===== DATA FOR THIS EXERCISE

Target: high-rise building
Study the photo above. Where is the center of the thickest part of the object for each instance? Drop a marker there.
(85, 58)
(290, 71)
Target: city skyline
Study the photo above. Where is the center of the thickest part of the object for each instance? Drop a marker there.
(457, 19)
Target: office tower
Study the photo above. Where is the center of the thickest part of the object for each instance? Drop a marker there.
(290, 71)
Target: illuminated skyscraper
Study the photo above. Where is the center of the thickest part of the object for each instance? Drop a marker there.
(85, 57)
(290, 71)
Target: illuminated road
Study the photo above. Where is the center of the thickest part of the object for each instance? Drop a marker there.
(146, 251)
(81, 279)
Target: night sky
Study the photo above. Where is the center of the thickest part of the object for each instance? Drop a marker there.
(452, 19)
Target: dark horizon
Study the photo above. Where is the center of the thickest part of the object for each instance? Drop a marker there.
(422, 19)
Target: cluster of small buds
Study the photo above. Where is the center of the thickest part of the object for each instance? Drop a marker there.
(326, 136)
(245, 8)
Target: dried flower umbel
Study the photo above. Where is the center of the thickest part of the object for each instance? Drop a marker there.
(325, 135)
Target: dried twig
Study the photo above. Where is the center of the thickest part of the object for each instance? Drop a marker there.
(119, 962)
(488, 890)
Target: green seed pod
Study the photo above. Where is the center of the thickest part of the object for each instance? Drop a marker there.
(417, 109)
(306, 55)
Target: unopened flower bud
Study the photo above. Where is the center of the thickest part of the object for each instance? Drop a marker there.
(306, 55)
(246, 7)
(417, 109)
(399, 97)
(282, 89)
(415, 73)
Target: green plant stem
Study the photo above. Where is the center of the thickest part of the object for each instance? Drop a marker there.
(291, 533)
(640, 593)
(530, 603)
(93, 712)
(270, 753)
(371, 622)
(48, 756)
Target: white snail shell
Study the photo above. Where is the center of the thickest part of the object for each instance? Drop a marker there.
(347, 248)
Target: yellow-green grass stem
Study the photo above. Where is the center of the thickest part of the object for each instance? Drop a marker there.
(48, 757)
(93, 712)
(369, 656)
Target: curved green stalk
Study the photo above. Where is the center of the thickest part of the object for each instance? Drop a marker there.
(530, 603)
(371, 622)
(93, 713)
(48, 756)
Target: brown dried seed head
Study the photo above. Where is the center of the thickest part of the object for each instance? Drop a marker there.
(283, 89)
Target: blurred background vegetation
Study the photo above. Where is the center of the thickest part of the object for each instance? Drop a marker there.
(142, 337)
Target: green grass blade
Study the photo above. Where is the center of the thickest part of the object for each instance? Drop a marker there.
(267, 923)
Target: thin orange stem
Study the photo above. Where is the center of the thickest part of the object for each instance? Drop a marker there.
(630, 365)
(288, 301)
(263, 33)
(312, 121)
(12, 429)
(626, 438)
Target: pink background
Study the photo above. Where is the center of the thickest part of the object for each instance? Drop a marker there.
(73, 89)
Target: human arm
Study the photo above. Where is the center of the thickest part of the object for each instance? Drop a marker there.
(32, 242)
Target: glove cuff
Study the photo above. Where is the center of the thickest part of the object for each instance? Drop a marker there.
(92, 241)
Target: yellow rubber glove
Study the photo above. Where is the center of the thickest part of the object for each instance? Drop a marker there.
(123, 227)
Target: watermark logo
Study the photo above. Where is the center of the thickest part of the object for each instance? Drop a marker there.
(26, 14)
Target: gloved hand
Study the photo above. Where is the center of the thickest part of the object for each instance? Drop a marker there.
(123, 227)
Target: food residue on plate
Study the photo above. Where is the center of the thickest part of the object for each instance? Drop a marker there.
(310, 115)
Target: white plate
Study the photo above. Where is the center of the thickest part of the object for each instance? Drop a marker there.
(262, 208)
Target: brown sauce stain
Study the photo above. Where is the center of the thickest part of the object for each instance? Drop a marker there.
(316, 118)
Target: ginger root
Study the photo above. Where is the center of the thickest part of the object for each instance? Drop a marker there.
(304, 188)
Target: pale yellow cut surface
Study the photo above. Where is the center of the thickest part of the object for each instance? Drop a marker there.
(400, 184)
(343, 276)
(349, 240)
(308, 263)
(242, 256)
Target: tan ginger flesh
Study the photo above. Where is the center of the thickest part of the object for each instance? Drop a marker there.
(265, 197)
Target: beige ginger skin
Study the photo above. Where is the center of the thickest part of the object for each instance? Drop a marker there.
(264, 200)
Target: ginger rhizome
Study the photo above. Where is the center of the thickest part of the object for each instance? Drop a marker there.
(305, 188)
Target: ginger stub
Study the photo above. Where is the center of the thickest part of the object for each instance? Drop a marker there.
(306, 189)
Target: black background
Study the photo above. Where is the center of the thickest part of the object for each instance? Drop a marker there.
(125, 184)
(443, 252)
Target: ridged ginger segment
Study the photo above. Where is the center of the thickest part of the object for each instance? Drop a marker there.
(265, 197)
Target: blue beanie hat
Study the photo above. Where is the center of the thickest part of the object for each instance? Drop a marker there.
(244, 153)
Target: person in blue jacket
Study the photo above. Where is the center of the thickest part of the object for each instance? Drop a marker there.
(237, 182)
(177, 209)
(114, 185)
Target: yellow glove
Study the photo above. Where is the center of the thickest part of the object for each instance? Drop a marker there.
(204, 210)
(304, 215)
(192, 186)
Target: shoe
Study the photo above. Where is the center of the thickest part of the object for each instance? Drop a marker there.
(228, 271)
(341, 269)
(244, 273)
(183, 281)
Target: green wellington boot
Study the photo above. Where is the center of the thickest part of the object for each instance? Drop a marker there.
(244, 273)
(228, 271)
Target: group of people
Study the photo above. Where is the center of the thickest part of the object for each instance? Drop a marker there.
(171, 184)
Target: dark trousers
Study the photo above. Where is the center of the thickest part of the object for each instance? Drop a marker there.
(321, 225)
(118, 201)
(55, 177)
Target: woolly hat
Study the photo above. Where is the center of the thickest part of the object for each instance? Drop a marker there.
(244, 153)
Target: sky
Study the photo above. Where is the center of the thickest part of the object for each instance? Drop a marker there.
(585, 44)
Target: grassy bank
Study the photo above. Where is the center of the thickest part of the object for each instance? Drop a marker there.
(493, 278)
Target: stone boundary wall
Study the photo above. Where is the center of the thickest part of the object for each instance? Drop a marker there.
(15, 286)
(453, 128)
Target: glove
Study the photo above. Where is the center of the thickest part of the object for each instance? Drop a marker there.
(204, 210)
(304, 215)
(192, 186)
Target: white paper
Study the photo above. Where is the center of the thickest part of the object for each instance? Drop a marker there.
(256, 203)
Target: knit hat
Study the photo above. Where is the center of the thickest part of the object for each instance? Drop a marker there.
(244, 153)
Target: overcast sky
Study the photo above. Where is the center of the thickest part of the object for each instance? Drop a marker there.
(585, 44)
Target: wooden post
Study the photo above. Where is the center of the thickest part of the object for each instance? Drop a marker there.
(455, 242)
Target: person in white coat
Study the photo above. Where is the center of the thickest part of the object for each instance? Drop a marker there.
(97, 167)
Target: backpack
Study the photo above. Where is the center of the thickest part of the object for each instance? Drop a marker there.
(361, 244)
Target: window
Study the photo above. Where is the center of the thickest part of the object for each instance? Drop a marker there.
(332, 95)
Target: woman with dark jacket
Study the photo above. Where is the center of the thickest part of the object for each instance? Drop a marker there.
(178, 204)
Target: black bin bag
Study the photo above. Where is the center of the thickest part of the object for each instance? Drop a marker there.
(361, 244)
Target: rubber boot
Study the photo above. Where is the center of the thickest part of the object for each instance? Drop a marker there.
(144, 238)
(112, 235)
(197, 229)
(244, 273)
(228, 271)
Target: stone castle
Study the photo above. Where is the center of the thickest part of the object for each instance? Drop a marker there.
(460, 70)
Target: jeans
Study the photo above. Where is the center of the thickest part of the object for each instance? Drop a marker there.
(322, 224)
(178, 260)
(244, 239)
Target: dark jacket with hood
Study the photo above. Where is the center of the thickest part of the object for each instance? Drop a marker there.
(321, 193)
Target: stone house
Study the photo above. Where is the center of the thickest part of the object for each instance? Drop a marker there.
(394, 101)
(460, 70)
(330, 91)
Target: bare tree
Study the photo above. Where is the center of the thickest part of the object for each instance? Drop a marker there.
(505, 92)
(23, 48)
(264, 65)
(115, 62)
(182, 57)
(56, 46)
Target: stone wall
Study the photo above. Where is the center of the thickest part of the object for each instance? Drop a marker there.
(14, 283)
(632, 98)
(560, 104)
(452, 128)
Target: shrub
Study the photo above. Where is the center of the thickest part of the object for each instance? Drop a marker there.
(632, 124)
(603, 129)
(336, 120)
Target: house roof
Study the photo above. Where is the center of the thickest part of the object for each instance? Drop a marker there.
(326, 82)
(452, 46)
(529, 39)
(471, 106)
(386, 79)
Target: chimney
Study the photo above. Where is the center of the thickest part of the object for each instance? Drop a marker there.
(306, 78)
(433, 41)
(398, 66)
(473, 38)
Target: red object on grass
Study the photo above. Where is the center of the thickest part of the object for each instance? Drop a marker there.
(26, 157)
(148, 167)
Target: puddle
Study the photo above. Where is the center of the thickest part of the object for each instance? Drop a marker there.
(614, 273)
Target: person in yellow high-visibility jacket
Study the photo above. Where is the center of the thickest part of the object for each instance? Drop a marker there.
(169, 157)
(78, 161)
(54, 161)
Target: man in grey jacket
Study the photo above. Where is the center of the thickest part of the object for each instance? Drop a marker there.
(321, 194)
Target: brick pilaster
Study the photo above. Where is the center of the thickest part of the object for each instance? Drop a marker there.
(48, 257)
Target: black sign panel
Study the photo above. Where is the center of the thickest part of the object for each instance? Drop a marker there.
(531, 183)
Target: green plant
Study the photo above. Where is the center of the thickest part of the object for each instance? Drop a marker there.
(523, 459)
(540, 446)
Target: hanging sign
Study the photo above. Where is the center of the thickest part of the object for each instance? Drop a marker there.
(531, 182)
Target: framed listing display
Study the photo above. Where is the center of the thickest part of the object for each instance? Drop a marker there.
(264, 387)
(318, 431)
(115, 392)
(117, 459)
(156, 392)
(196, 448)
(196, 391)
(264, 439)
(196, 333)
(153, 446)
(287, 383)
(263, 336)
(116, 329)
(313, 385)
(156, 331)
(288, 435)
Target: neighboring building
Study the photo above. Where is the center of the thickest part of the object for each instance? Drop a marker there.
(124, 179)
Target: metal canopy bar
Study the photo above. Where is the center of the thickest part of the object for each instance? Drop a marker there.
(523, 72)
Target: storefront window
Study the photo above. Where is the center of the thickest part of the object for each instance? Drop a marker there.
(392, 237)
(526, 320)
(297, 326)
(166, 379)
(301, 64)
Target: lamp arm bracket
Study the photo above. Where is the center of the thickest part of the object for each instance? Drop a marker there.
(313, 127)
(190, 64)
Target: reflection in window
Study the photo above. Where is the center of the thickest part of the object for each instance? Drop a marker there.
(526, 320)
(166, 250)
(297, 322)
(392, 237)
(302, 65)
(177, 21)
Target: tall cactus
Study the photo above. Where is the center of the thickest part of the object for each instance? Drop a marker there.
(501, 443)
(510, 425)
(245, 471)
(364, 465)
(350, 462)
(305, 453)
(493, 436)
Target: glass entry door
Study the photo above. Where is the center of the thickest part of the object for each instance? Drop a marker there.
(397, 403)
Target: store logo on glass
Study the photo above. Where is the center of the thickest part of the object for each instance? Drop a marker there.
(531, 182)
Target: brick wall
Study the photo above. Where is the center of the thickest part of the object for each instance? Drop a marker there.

==========

◆ **PROBLEM TO WORK ON**
Find the line that contains "Target: reflection in window". Repeat it and every line after it, exactly as written, up to and including the last line of the records above.

◆ **SOLUTION**
Target: reflection in window
Study the photo above. Where is the center of the thickest part of the object for each instance? Drop a marker there.
(526, 320)
(166, 250)
(297, 322)
(392, 237)
(302, 65)
(177, 21)
Target: tall cactus
Study the photo above. Where is the center of the thickest part of the object for each instance? Drop a marker there.
(501, 443)
(510, 425)
(245, 471)
(364, 465)
(350, 462)
(305, 453)
(493, 436)
Target: glass entry door
Study the photo above. Where is the center of the thickest part of the object for each instance? Drop a marker there.
(397, 403)
Target: store logo on glass
Study the photo above. Where is the center of the thickest part of the object for each instance? Drop a marker there.
(531, 182)
Target: brick wall
Study the photo above. Where is the center of the thickest part of the object for each instance? Drop a marker there.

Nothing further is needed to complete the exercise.